_Extrait du document_
....................

La cible est facile. Elle peut aussi, dans un pays de plus en plus facturé politiquement mais toujours passionné d’égalité, payer sur le plan médiatique. Clément Beaune, 41 ans, le nouveau ministre français délégué aux Transports, connaît par cœur les lois du «buzz» qu’il a expérimenté avec succès lors de son passage en charge des Affaires européennes.

Pas étonnant donc de le voir se positionner sur un sujet assuré de déclencher une belle controverse au-delà des frontières françaises: la possible régulation des vols privés en jets, pour lutter contre le réchauffement climatique dont la sécheresse estivale prouve l’ampleur et les dangers pour notre environnement. Milliardaires, stars et autres sheikhs avides de déplacements à 10'000 mètres d’altitude, ce haut fonctionnaire passé (rapidement) par la direction d’Aéroports de Paris veut vous priver de vos jouets aériens favoris. Même s’il vous restera, pour voyager d’une métropole à l’autre, ou de votre bureau à la plage, la première classe des vols commerciaux…

«Une erreur de stigmatiser et de tuer l’aérien»

....................

_Jeu de données_
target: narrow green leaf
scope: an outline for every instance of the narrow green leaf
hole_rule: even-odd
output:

....................

_Consigne_
Répondez aux questions suivantes d'après l'extrait sur la régulation des vols privés :
(a) Quel âge a Clément Beaune ?
(b) De quel domaine avait-il la charge avant de devenir ministre délégué aux Transports ?
(c) Par quelle direction est-il passé, selon le paragraphe qui commence par « Pas étonnant donc » ?

_Résultat obtenu_
(a) 41 ans.
(b) Les Affaires européennes.
(c) La direction d'Aéroports de Paris.